> [WHAT THE TASK ASKS]
The exercise asks you to copy every line below in which "logo" appears.

[Segmentation mask data]
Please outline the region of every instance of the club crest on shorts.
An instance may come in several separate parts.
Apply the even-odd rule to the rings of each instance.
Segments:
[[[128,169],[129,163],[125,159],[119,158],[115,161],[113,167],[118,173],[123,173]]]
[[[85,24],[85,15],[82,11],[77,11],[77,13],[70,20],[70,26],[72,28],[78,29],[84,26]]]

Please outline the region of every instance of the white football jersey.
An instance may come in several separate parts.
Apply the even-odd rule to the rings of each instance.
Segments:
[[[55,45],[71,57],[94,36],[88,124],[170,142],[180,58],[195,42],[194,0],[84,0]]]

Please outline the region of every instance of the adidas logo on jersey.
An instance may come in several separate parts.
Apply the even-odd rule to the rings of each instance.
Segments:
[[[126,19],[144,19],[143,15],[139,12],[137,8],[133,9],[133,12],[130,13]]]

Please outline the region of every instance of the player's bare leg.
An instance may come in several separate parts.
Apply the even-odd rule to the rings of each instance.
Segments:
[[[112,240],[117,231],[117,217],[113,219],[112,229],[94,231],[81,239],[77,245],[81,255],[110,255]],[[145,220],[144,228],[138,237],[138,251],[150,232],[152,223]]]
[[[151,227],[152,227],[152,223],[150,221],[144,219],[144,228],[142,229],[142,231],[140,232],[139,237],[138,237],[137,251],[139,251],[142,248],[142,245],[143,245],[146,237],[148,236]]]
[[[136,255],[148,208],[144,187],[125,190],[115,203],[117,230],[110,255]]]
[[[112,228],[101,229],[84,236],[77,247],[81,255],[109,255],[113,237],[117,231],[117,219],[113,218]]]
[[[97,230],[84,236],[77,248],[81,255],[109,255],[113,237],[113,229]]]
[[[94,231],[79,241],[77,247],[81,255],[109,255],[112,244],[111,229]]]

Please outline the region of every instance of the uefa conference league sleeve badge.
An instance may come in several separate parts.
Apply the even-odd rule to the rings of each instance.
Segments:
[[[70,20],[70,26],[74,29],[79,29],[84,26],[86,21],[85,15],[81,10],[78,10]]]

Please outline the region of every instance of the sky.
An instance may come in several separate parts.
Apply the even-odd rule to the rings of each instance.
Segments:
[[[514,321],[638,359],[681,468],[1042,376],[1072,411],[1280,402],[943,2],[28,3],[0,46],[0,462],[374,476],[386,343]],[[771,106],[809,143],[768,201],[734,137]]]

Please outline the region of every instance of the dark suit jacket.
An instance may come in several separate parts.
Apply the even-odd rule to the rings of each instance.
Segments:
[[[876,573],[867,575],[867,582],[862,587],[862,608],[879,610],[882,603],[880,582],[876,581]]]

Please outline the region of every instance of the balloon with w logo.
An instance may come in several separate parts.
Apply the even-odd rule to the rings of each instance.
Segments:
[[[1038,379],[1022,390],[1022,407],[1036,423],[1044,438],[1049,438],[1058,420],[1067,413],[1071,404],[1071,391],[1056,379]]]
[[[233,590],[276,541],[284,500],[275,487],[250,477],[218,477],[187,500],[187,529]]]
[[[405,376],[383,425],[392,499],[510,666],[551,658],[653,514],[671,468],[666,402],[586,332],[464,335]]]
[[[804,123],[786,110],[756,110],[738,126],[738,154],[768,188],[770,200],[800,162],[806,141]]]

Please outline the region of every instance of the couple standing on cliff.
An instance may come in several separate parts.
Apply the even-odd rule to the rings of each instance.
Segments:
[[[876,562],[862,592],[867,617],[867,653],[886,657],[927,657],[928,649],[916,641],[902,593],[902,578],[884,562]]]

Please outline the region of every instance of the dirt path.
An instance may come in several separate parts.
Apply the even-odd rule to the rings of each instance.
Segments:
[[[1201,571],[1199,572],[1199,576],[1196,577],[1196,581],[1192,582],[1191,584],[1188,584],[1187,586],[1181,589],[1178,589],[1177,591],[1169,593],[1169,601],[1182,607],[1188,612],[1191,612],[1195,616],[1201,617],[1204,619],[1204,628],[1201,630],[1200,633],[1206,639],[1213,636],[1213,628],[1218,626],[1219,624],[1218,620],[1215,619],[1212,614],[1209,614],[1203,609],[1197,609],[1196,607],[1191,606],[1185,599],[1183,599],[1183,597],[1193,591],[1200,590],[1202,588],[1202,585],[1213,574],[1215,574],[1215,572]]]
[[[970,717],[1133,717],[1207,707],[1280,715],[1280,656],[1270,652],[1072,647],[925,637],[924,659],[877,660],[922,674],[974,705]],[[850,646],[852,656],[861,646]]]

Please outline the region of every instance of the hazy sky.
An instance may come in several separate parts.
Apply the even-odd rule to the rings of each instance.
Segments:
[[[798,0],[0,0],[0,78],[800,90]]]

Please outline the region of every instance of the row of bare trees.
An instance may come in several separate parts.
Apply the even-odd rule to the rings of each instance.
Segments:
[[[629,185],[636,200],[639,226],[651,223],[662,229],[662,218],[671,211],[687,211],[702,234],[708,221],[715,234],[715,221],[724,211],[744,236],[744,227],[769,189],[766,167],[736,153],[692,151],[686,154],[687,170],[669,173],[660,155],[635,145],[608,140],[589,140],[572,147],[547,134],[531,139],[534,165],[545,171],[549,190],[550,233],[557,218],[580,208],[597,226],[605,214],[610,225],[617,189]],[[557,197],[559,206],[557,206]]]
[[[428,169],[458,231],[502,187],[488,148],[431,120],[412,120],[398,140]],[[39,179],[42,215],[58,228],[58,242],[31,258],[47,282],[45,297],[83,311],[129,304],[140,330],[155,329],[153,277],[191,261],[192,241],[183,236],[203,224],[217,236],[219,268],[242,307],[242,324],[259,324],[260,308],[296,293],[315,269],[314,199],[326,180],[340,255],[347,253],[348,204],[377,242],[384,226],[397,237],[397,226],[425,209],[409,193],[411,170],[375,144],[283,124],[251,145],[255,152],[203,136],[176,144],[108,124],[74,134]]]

> [SOLUTION TO THIS EXERCISE]
Please outline the region of every instance of the adidas logo on jersey.
Please outline the region of every instance of the balloon with w logo.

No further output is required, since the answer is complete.